■ RECORD EXTRACTS ■

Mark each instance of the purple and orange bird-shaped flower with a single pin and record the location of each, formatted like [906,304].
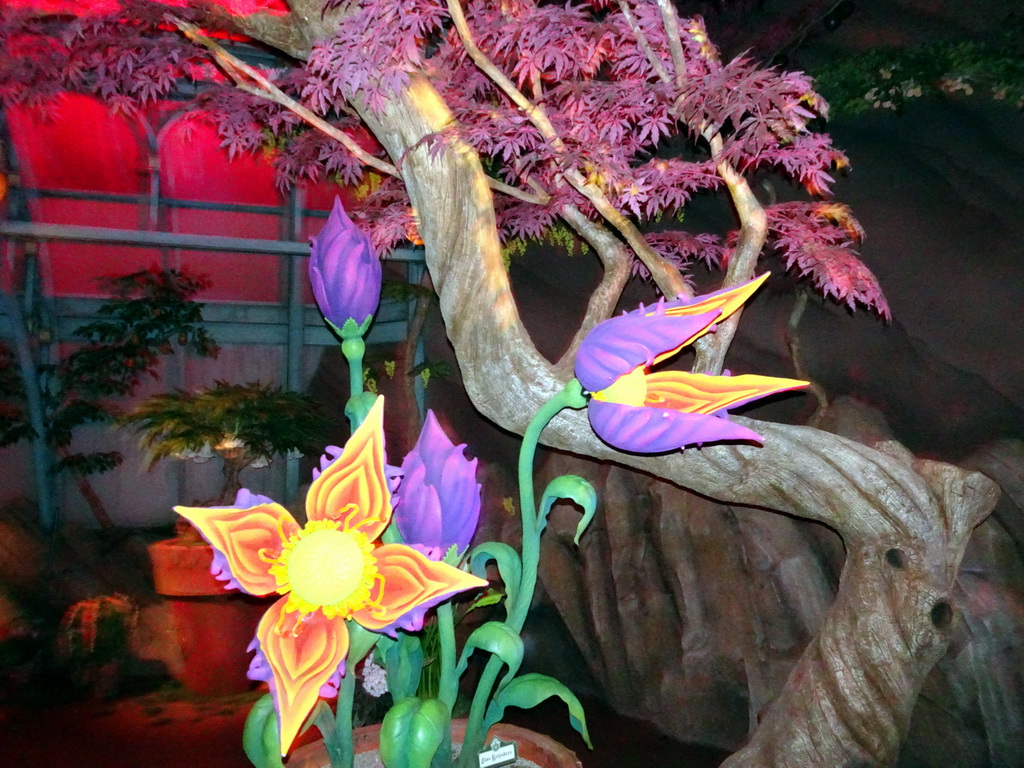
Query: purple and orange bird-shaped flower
[635,410]
[331,570]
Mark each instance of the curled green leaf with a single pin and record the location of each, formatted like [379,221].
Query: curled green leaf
[496,638]
[527,691]
[574,488]
[508,561]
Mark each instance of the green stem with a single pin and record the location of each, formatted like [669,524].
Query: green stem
[360,642]
[342,748]
[569,396]
[449,688]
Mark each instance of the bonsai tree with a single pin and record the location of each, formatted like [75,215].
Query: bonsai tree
[244,424]
[499,121]
[150,312]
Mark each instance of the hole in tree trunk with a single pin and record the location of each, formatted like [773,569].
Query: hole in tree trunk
[942,614]
[896,558]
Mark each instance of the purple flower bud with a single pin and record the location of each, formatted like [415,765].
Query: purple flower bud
[438,502]
[344,270]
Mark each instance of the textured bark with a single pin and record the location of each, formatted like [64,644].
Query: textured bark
[905,523]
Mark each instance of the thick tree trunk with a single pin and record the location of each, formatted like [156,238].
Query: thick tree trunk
[905,523]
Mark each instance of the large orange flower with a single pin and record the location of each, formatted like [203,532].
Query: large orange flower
[328,571]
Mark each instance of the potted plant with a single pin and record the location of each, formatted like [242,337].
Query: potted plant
[384,545]
[245,425]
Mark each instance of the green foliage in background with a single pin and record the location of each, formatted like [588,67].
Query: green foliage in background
[887,78]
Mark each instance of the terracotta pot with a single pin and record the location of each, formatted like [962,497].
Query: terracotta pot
[212,627]
[534,747]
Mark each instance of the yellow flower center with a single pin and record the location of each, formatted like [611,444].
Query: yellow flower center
[327,568]
[630,389]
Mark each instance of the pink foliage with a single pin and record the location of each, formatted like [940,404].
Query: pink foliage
[624,121]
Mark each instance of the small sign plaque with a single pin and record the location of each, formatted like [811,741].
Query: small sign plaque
[498,753]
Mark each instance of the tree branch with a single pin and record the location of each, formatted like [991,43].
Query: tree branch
[603,299]
[669,281]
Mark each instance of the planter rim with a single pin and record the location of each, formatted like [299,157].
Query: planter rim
[531,745]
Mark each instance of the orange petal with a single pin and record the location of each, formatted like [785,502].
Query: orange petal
[727,301]
[242,536]
[353,487]
[303,655]
[412,582]
[699,393]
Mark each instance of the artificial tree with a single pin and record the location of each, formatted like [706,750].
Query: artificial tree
[570,107]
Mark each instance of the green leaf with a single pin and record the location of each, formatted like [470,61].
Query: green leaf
[574,488]
[260,737]
[497,638]
[412,731]
[527,691]
[508,560]
[403,662]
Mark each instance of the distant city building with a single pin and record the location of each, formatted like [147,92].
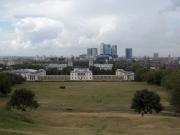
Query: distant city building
[104,66]
[30,74]
[70,62]
[103,58]
[114,51]
[128,52]
[10,62]
[81,74]
[92,52]
[125,75]
[58,66]
[107,49]
[156,55]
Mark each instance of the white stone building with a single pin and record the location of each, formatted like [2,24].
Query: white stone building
[104,66]
[58,66]
[81,74]
[125,75]
[30,74]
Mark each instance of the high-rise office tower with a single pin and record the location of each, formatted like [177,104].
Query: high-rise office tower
[114,51]
[105,49]
[92,52]
[156,55]
[128,53]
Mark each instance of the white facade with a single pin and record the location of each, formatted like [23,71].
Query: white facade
[104,66]
[30,74]
[58,66]
[125,75]
[81,74]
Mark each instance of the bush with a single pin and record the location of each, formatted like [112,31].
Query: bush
[145,101]
[62,87]
[23,99]
[7,81]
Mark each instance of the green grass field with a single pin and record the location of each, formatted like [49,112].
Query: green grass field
[86,108]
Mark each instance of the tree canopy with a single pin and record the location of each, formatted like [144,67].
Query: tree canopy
[145,101]
[23,99]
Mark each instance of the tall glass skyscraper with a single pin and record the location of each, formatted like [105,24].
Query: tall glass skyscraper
[128,53]
[92,52]
[107,49]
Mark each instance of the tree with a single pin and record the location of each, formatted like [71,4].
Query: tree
[139,72]
[23,99]
[175,100]
[154,77]
[145,101]
[172,82]
[5,85]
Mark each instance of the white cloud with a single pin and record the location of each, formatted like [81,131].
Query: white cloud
[65,27]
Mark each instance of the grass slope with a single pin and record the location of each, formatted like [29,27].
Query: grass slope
[98,108]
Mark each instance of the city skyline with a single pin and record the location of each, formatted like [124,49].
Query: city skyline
[69,27]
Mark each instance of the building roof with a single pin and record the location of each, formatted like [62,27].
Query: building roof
[81,70]
[123,71]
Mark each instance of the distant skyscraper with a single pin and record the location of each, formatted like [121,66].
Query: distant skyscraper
[156,55]
[107,49]
[114,51]
[92,52]
[128,53]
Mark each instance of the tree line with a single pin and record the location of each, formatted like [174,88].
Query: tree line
[169,79]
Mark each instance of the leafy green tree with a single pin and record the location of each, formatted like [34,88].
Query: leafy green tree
[154,77]
[145,101]
[23,99]
[5,85]
[139,72]
[175,99]
[172,82]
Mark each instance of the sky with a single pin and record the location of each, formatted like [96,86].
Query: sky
[69,27]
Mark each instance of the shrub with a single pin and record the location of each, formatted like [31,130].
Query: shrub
[145,101]
[62,87]
[23,99]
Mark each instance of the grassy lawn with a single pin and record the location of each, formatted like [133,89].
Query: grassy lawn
[86,108]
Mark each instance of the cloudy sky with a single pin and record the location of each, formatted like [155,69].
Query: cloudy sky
[68,27]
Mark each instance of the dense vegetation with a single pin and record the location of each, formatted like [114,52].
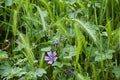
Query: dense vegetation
[59,40]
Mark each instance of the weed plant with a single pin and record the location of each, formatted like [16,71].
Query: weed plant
[59,40]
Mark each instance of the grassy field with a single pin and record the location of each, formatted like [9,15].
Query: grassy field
[59,40]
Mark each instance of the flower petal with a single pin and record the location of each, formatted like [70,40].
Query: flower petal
[47,58]
[50,54]
[55,59]
[54,54]
[50,62]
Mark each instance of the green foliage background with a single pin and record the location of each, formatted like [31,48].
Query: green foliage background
[88,32]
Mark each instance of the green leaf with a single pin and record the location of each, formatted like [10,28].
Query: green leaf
[3,54]
[9,2]
[108,54]
[116,71]
[46,49]
[40,72]
[19,47]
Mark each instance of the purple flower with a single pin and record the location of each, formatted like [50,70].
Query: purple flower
[69,72]
[51,57]
[57,42]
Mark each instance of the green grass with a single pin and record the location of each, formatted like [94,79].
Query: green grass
[84,33]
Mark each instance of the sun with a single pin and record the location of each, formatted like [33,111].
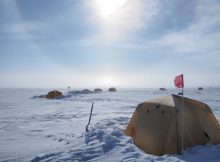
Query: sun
[108,7]
[108,81]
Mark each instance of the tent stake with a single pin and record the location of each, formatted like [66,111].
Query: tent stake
[89,117]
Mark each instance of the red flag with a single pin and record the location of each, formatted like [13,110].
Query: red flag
[178,81]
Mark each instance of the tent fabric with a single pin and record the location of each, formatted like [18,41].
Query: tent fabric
[170,124]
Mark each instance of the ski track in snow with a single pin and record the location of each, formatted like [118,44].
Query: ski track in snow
[54,130]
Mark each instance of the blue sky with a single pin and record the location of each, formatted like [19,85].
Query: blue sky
[102,43]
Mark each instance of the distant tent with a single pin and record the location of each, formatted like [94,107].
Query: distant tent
[162,89]
[200,88]
[158,128]
[112,89]
[97,90]
[54,94]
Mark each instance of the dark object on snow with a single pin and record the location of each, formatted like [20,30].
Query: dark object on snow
[112,89]
[97,90]
[162,89]
[200,89]
[89,117]
[86,91]
[54,94]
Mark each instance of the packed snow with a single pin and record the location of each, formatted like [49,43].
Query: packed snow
[38,129]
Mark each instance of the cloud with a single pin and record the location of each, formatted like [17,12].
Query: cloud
[126,18]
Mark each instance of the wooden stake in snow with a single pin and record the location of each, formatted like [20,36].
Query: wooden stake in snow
[89,117]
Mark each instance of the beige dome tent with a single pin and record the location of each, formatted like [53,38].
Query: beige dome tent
[171,124]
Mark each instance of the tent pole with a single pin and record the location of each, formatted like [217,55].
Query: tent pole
[89,117]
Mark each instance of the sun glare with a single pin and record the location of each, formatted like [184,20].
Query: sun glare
[108,7]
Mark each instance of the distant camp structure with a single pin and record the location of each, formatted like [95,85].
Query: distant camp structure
[200,88]
[112,89]
[97,90]
[162,89]
[54,94]
[170,124]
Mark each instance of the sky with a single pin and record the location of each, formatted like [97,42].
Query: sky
[103,43]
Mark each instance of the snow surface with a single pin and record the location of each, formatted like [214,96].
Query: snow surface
[54,130]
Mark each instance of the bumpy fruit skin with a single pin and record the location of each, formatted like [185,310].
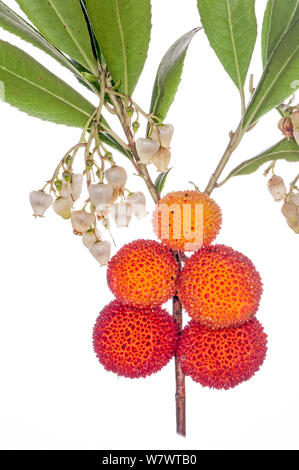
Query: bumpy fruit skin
[183,229]
[143,273]
[224,358]
[219,287]
[134,342]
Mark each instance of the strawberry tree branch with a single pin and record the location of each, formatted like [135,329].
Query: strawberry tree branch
[235,140]
[125,121]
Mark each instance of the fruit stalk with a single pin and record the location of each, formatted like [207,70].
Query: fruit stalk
[180,395]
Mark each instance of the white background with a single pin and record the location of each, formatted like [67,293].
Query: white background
[54,393]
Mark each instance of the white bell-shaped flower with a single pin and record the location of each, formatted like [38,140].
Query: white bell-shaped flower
[81,221]
[91,237]
[296,135]
[146,149]
[101,251]
[63,206]
[138,203]
[77,185]
[161,159]
[122,213]
[277,188]
[116,176]
[163,134]
[73,190]
[100,194]
[291,212]
[295,199]
[40,202]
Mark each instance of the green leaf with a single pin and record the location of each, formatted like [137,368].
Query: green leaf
[279,80]
[31,88]
[280,16]
[283,150]
[231,28]
[161,180]
[122,29]
[13,23]
[169,75]
[63,24]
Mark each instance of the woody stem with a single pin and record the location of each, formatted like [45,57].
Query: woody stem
[177,306]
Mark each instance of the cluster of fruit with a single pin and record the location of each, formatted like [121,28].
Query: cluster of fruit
[223,344]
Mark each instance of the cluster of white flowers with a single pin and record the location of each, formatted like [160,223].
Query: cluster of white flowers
[155,149]
[105,199]
[290,208]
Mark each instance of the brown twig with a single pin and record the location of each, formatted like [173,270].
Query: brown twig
[177,306]
[180,395]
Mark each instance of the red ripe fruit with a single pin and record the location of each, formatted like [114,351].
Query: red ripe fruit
[224,358]
[134,342]
[143,273]
[219,287]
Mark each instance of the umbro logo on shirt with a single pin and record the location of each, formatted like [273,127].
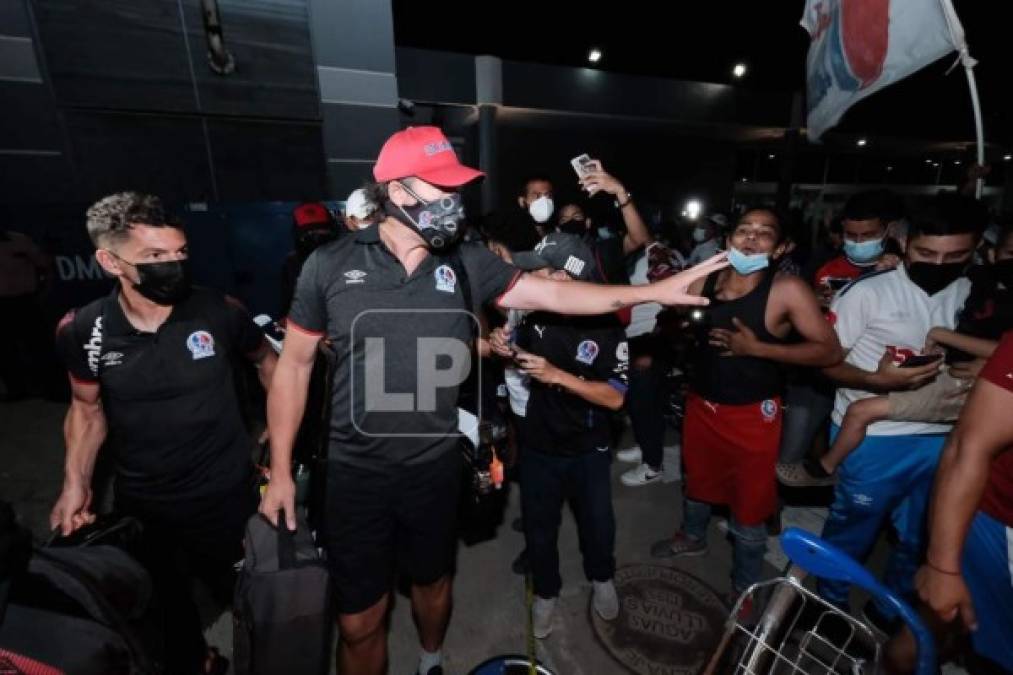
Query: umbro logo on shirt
[355,277]
[112,359]
[574,266]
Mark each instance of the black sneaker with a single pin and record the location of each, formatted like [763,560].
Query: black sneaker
[520,566]
[886,627]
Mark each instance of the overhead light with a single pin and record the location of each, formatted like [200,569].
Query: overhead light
[693,209]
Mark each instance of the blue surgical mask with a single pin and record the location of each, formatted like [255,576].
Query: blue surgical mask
[863,251]
[747,265]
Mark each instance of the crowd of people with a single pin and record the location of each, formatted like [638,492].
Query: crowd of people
[578,311]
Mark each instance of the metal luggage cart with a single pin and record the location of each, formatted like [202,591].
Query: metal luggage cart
[780,627]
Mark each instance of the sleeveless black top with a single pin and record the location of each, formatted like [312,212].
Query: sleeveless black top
[735,380]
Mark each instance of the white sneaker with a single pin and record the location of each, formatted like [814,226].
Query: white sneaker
[639,475]
[630,455]
[541,616]
[605,600]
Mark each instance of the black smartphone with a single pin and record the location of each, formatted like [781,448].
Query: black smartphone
[837,283]
[700,317]
[921,360]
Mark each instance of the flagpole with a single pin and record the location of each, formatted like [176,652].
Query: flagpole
[979,127]
[956,34]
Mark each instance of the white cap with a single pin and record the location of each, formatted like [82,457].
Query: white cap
[359,205]
[718,219]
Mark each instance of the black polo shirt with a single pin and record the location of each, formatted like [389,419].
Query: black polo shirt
[391,331]
[594,349]
[169,398]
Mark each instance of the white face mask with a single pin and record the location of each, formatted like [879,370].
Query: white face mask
[541,209]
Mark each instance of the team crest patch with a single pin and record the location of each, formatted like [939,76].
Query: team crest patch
[587,352]
[201,345]
[446,279]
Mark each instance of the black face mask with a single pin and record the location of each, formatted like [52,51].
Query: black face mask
[577,227]
[1002,272]
[438,222]
[162,283]
[307,242]
[934,278]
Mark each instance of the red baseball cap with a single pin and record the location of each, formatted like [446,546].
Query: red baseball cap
[425,153]
[311,214]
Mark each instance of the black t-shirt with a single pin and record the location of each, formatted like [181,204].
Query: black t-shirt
[170,403]
[592,348]
[611,258]
[398,339]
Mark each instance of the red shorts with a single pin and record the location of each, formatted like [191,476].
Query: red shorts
[730,456]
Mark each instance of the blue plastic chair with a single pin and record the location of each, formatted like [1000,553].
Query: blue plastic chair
[822,559]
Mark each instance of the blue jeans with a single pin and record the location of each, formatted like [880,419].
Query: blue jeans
[546,482]
[750,543]
[884,476]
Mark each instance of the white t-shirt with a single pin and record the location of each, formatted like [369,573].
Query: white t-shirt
[643,316]
[703,251]
[518,383]
[888,311]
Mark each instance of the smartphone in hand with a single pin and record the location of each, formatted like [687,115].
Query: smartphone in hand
[583,165]
[921,360]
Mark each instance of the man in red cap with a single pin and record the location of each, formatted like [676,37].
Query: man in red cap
[394,300]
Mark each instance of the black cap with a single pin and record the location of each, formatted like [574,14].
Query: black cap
[559,250]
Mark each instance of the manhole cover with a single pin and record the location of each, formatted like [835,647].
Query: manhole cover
[670,622]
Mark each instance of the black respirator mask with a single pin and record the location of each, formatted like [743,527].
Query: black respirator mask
[439,222]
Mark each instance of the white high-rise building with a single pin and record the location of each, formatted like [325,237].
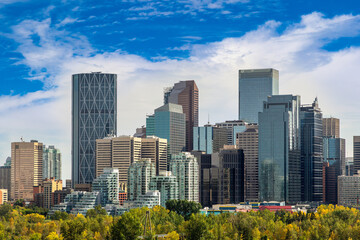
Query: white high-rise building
[51,163]
[139,176]
[185,167]
[108,186]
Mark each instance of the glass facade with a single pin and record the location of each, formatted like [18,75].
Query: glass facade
[186,169]
[167,185]
[209,139]
[279,149]
[311,152]
[334,156]
[108,186]
[51,163]
[169,123]
[203,139]
[94,117]
[139,176]
[255,85]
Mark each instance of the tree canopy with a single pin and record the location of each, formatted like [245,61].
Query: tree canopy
[328,222]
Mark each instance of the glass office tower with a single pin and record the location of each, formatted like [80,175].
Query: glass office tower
[279,149]
[186,94]
[311,152]
[255,85]
[169,122]
[93,117]
[334,157]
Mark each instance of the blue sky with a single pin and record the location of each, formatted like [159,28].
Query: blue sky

■ REQUIREMENT ■
Could you restate word for word the lines above, from the one that contains "Mark each instance of the tent fabric" through the one that contains "Mark each instance of the bumpy", and no others?

■ ANSWER AREA ■
Mark each instance of the tent fabric with a single pin and record the location of each, formatted like [18,41].
Query: tent fabric
[170,124]
Mark each instance of the ski track in snow with a single pin and record the location of each, formatted like [118,44].
Query: ski track in snow
[54,130]
Mark each instance of the blue sky with a single pin and record the location of each, formatted like [19,85].
Query: blue sky
[102,43]
Mark each instance of the distant tent with a single pin and record the location of each, formatted like [94,107].
Query: distant tent
[162,89]
[200,88]
[158,128]
[112,89]
[97,90]
[54,94]
Mark each instance of the dark object on snow with a single pin and record the location of each, formatted like [20,30].
Query: dark object on snow
[112,89]
[97,90]
[162,89]
[200,89]
[89,117]
[86,91]
[54,94]
Mark each instance of the packed snow with a single pin and record the location of each, formatted like [49,43].
Query: packed snow
[38,129]
Mark each instance of the cloud with a single pin and record the location of each, formatted like [17,12].
Query: cloud
[126,18]
Mark each instance of the wooden stake in snow with a single pin and record the location of each, formatted like [20,36].
Query: wooden stake in snow
[89,117]
Mark each instance of the beige dome tent with a single pin and record the location of each, formatted like [53,38].
Query: beige dome tent
[171,124]
Mark each instance of the tent pole with a single pin and record the location of each, formatted like [217,55].
Query: tent pole
[89,117]
Mark each instance of the sun glare with a single pin and record the location of each, formatted like [184,20].
Query: sun glare
[108,7]
Mark each instance of the distant camp structure with a single pin and record the location of each, formatted like [95,85].
Query: distant camp structure
[200,88]
[112,89]
[97,90]
[162,89]
[54,94]
[170,124]
Mark each instance of the sky with a single pin and record the location of each, formatted like [97,42].
Query: sky
[103,43]
Mark each instance of the snow surface with a single pin and record the location of each, formatted like [214,96].
Query: snow surface
[54,130]
Mark each instance of the bumpy fruit skin with a single pin and record the location of each, formatted like [185,310].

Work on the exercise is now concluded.